Lines of data
^^^^^^^^
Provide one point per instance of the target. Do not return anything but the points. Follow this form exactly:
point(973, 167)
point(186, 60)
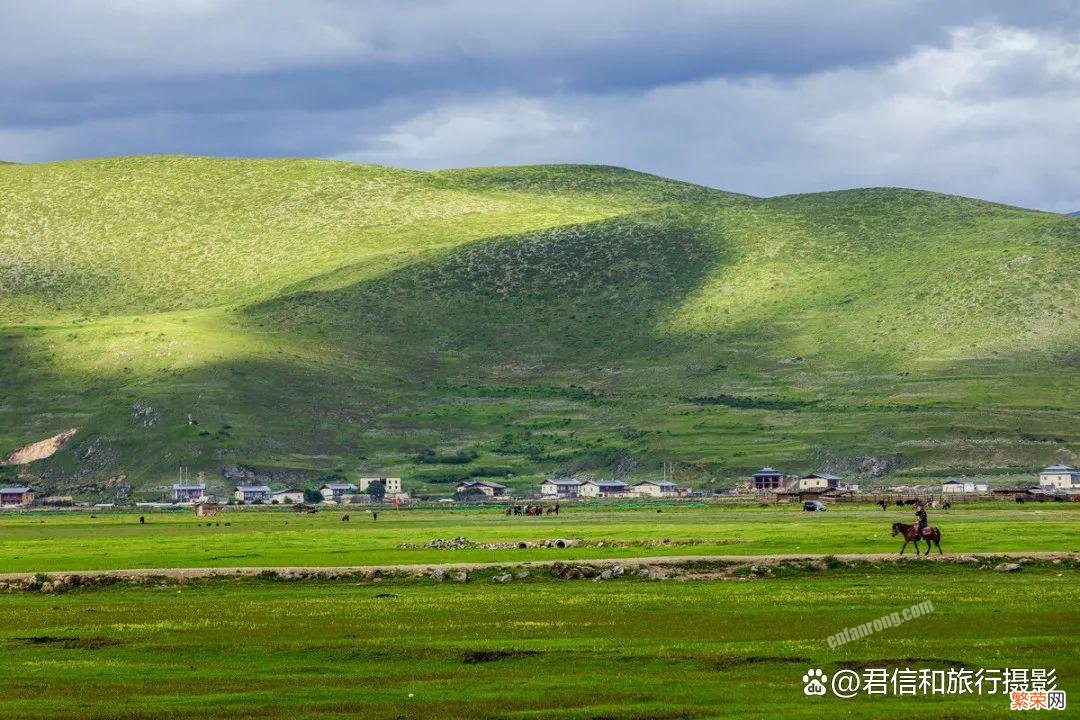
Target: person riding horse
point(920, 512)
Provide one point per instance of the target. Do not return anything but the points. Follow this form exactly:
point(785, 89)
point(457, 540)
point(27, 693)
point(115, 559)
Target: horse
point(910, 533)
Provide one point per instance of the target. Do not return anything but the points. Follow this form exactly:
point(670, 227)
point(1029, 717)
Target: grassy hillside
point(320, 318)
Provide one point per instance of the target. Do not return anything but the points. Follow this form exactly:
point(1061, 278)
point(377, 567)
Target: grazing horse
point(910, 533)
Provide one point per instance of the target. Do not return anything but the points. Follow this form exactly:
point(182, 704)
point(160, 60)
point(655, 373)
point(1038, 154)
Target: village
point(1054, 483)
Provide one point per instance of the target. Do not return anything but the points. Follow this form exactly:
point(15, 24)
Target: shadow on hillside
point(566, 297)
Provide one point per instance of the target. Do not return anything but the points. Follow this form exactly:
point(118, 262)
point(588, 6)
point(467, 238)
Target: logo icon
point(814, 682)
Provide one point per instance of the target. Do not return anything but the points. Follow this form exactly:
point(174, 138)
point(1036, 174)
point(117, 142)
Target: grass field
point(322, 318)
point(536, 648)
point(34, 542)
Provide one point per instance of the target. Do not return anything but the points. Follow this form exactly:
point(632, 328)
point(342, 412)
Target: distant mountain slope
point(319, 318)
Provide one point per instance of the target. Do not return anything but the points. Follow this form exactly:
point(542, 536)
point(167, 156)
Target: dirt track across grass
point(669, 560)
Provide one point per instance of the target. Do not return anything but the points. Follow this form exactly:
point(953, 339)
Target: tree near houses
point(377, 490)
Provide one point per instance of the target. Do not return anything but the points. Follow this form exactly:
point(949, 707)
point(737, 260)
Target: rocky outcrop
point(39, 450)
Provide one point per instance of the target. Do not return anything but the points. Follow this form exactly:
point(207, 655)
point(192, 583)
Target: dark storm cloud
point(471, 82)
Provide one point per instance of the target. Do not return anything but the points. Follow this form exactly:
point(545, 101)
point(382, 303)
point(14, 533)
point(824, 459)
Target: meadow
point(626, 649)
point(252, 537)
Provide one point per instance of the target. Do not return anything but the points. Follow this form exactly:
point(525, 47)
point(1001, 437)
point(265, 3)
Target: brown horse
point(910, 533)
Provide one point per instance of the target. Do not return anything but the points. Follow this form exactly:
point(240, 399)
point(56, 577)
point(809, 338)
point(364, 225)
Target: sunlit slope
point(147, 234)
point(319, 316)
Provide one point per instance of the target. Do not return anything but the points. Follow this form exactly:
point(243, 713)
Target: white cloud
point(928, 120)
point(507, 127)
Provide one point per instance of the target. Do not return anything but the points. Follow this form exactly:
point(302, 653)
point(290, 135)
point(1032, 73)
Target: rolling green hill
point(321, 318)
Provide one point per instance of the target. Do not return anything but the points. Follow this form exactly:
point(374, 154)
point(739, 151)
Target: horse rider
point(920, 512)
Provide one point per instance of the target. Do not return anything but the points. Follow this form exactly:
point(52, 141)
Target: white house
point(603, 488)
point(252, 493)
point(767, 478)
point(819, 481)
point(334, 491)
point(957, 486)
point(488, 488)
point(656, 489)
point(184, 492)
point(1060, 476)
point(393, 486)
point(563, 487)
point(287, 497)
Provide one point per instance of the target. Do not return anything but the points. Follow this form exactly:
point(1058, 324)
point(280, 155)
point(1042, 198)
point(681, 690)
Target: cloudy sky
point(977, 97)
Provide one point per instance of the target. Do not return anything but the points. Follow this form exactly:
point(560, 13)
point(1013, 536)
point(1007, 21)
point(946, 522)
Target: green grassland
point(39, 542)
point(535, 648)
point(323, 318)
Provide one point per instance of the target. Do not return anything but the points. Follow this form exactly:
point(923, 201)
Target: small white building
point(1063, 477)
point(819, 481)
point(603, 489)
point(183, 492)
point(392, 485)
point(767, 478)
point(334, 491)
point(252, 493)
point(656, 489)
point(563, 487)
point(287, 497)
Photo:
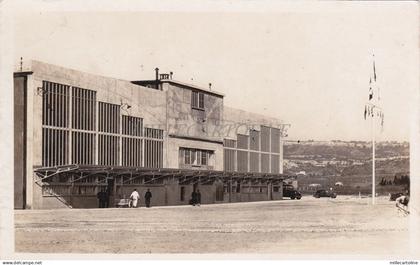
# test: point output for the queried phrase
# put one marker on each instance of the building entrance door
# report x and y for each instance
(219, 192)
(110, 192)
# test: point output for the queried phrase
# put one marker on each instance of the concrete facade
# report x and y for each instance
^^^^^^^^
Exercise brief: From start to finish, output the listing exactly, but omit its pictures.

Written response:
Provide one point per instance of the target. Do not return anything but the points. Follow this form exactly:
point(973, 167)
point(186, 60)
Target: person riding horse
point(920, 512)
Provide one point per instance of the target. Do not return anything but the points. Follow this form exactly:
point(785, 89)
point(457, 540)
point(27, 693)
point(115, 559)
Target: horse
point(910, 533)
Provide one point per instance of the target. Do not return anything but the points. Follow this form exactly:
point(670, 227)
point(1029, 717)
Target: grassy hillside
point(320, 318)
Provide one point per instance of the target. Do not return anything but the points. Follow this form exactly:
point(1061, 278)
point(377, 567)
Target: grazing horse
point(910, 533)
Provide one point per instance of the target. Do not return anything but the points. Follow this form exactly:
point(182, 704)
point(160, 60)
point(655, 373)
point(1038, 154)
Target: village
point(1054, 483)
Provide one point per instance of the target. Do not return anything but the points. Follow this form exactly:
point(15, 24)
Target: shadow on hillside
point(566, 297)
Provide one point per instance of the target. Do not return anything but the points. Follow this form exactly:
point(118, 262)
point(588, 6)
point(467, 238)
Target: logo icon
point(814, 682)
Provide one point per instance of the target. Do not return anything but the points. Follow this form exactly:
point(174, 138)
point(1036, 174)
point(117, 142)
Target: grass field
point(322, 318)
point(536, 648)
point(34, 542)
Provide one point per instance of the target. Do not return anything but the points. Follow this form exactly:
point(632, 328)
point(342, 412)
Target: distant mountain slope
point(319, 318)
Provide one point per instance of the target. Do not return anything but the points. Follow this form exactly:
point(542, 536)
point(167, 156)
Target: dirt track across grass
point(669, 560)
Provide one point per instance of the target. Do not return anything but the points. Follow this form exactly:
point(953, 339)
Target: tree near houses
point(377, 490)
Provide one point per instance of the target. Do not return anything but the points. Follow this form exactly:
point(949, 707)
point(737, 260)
Target: rocky outcrop
point(39, 450)
Provide one point per instance of the target. Do not return anything but the points. Follow this form exactly:
point(207, 655)
point(192, 583)
Target: dark storm cloud
point(471, 82)
Provide one point per instance of the target. Do not return anything but the points. Follow this form exactly:
point(545, 101)
point(382, 303)
point(14, 533)
point(824, 459)
Target: meadow
point(626, 649)
point(252, 537)
Provide one point per instance of the target. Do not return anything but the points. Follow this form exactly:
point(525, 47)
point(1001, 437)
point(265, 3)
Target: brown horse
point(910, 533)
Provide one point per instance of the target. Do not return anything but the points. Follow this form exactly:
point(240, 399)
point(56, 577)
point(809, 338)
point(364, 225)
Target: sunlit slope
point(147, 234)
point(319, 316)
Provide one point per instance of the target. Do not return anything but the points. Follow this form exactly:
point(243, 713)
Target: white cloud
point(928, 120)
point(507, 127)
Provide one point per instance of the target. Do not return anything but the points. Follow this form exactly:
point(302, 653)
point(290, 135)
point(1032, 73)
Target: rolling green hill
point(321, 318)
Provide one point per instance of the target. Do not return anything but the points. Follow this form exactly:
point(374, 154)
point(739, 151)
Target: horse rider
point(920, 512)
Provide one point per instance of the target. Do not return anything but the points. Follow this form exactly:
point(52, 141)
Target: white house
point(603, 488)
point(252, 493)
point(767, 478)
point(819, 481)
point(334, 491)
point(957, 486)
point(488, 488)
point(656, 489)
point(184, 492)
point(1060, 476)
point(393, 486)
point(563, 487)
point(287, 497)
Provide one point per instance of the target. Do not return anything but the points. Follow this form exactly:
point(1058, 324)
point(280, 155)
point(1042, 198)
point(681, 690)
Target: cloudy sky
point(977, 97)
Provide one point per instance of the target. Do not return anything but the points. Follow this form exactly:
point(560, 13)
point(1013, 536)
point(1007, 21)
point(946, 522)
Target: green grassland
point(39, 542)
point(535, 648)
point(323, 318)
Provide one point per instance of the target. Do not return anything but the points. Follow this form exactly:
point(923, 201)
Target: small white building
point(1063, 477)
point(819, 481)
point(603, 489)
point(183, 492)
point(392, 485)
point(767, 478)
point(334, 491)
point(252, 493)
point(656, 489)
point(563, 487)
point(287, 497)
Photo:
# test: point output for the queried phrase
# put one marker on each instance of the building entrance door
# report x and y for each instance
(219, 192)
(110, 192)
# test: point output for the queried phrase
# put one marker on each instance of the concrete facade
# report x and y for each instance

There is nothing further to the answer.